KUTIPAN TEKS:

---+---

Oleh: Sumiati (Praktisi Pendidikan dan Member Akademi Menulis Kreatif )
Karakter Manusia memang demikian jika tanpa dibimbing wahyu maka akan terus menerus tidak terarah. Ketika ada orang yang berbicara tentang keburukan seseorang sebagai contoh untuk dijadikan pelajaran, orang yang selalu berprasangka buruk dia akan merasa bahwa dirinya sedang disindir. Apapun yang orang lain katakan selalu berakhir dengan prasangka yang buruk. Dalam pandangan orang yang seperti ini biasanya orang lain tidak ada yang benar, mereka salah dan hanya dia yang benar. Bahkan ketika dirinya salah sekalipun, dia tidak mampu melihat kesalahannya tetapi dia terus menerus menyalahkan orang lain.
Mengapa demikian? Dikarenakan keimanan yang rapuh dan ilmu yang dangkal. Sehingga dia tidak mampu menimbang benar dan salah. Yang akhirnya dia semakin terpuruk akibat kebodohannya. Dalam hatinya yang dia ingat hanya "orang lain selalu salah dan hanya dia yang benar". Bahkan bahayanya karakter buruk ini jika putra putri kita meniru apa yang dilakukan orang tua. Sungguh kasihan anak-anak yang diberikan contoh prilaku buruk. Dan disamping orang tua mendapatkan dosa investasi berikutnya orang tua kerepotan mendapatkan anaknya selalu bermasalah dengan teman-temannya baik teman main atau teman disekolah. Yang akhirnya kasus demi kasus menambah daftar panjang masalah kehidupan hingga hidup terasa semakin sempit dan semakin rumit.
Hati yang berpenyakit selalu berprasangka buruk kepada orang lain akan sulit menghadapi kehidupan.
Kapanpun masalah akan datang, jangankan orang lain salah, tidak salah sekalipun dia akan selalu berprasangka buruk kepada orang lain yang menyebabkan orang lain bosan atas sikapnya yang memungkinkan enggan untuk sekedar berteman dengan orang yang demikian.
Jika memelihara sikap seperti ini maka yang rugi adalah diri sendiri.
Bagaimana hidup akan lebih baik jika tiada henti menjalani kehidupan dengan mengedepankan nafsu ego yang menyesatkan. Sebagai contoh jika anak mengadu pada orang tua bahwa dia didzalimi temannya dengan diejek ataupun apa saja sejenis keburukan, maka orang yang memiliki karakter diatas akan sangat sulit untuk bijaksana. Karena sikap yang pertama muncul adalah marah dan berkata bahwa orang lain telah nakal terhadap anaknya. Bukan introsfeksi diri yang dilakukan melainkan langsung berprasangka buruk.

---+---

DATA REKAMAN:
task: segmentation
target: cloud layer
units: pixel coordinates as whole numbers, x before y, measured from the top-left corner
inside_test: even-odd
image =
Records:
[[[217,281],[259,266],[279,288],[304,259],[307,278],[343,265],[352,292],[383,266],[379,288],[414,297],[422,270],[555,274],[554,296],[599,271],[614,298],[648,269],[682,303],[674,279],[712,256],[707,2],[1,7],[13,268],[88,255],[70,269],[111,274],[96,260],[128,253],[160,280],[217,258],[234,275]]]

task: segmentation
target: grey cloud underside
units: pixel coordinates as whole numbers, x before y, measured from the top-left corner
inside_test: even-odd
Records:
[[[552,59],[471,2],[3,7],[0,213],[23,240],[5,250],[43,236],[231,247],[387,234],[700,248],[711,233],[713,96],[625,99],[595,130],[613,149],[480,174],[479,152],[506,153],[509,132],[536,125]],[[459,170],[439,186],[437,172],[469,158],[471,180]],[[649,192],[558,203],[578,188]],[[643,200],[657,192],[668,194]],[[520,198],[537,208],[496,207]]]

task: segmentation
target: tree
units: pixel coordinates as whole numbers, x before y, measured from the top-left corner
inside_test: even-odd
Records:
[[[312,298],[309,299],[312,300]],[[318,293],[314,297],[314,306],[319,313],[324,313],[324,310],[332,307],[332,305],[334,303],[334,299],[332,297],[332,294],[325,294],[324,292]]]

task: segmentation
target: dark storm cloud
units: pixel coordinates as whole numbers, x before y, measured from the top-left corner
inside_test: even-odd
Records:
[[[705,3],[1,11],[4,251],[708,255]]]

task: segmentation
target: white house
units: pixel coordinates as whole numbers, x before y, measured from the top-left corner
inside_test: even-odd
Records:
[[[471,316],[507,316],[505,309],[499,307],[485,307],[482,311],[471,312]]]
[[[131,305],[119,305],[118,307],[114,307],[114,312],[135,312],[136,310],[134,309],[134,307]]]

---+---

TUGAS DAN LATIHAN:
(a) Jawab pertanyaan berikut berdasarkan teks tentang prasangka buruk:
(i) Apa penyebab orang itu tidak mampu menimbang benar dan salah?
(ii) Siapa yang rugi jika sikap seperti ini terus dipelihara?
(iii) Sikap apa yang pertama muncul saat anak mengadu bahwa temannya telah mendzaliminya?
(b) Tolong tuliskan lanjutan teks tentang prasangka buruk, dimulai setelah kalimat terakhirnya.

JAWABAN TUGAS:
(a)
(i) Keimanan yang rapuh dan ilmu yang dangkal.
(ii) Diri sendiri.
(iii) Marah dan berkata bahwa orang lain telah nakal terhadap anaknya.

(b)
يَٰٓأَيُّهَا ٱلَّذِينَ ءَامَنُوا۟ ٱجْتَنِبُوا۟ كَثِيرًا مِّنَ ٱلظَّنِّ إِنَّ بَعْضَ ٱلظَّنِّ إِثْمٌ ۖ وَلَا تَجَسَّسُوا۟ وَلَا يَغْتَب بَّعْضُكُم بَعْضًا ۚ أَيُحِبُّ أَحَدُكُمْ أَن يَأْكُلَ لَحْمَ أَخِيهِ مَيْتًا فَكَرِهْتُمُوهُ ۚ وَٱتَّقُوا۟ ٱللَّهَ ۚ إِنَّ ٱللَّهَ تَوَّابٌ رَّحِيمٌ ﴿١٢﴾
"Wahai orang-orang yang beriman! Jauhilah banyak dari prasangka, sesungguhnya sebagian prasangka itu dosa dan janganlah kamu mencari-cari kesalahan orang lain dan janganlah ada di antara kamu yang menggunjing sebagian yang lain. Apakah ada di antara kamu yang suka memakan daging saudaranya yang sudah mati? Tentu kamu merasa jijik. Dan bertakwalah kepada Allah, sesungguhnya Allah Maha Penerima tobat, Maha Penyayang. "
(Q.S.49:12)
Kalaulah orang tua selalu demikian dimanapun berada tinggal dimanapun masalah serupa akan terus menghampiri anak maupun diri kita sendiri. Ujian yang Allaah SWT berikan akan sama tidak ada peningkatan karena ujian yang pertama tak kunjung lulus disebabkan tidak pandai mengambil ibroh selalu diperbudak nafsu. Hingga diri dikuasai setan.
Hidup adalah perjalanan menuju akhirat. Sudah semestinya yang disiapkan adalah amalan akhirat. Seberat apapun ujian harus tetap fokus pada tujuan. Kalau bukan diri kita sendiri yang memaksa diri dan keluarga kita untuk tunduk pada Allaah SWT tentu siapa lagi? Mendengar nasihat, belajar sabar, belajar ikhlas, jangan selalu menyalahkan orang lain, fokus pada perbaikan diri, jangan selalu berprasangka buruk kepada orang lain, InsyaAllah hidup lebih berkah. Kembali kepada Islam kafah yang menjadi solusi bagi setiap permasalahan. Merubah pola fikir kita hingga akan terlihat dari raut wajah ketika mendapat masalah dan terlihat dari tutur kata yang makin bijak.
Wallahu a'lam bishawab.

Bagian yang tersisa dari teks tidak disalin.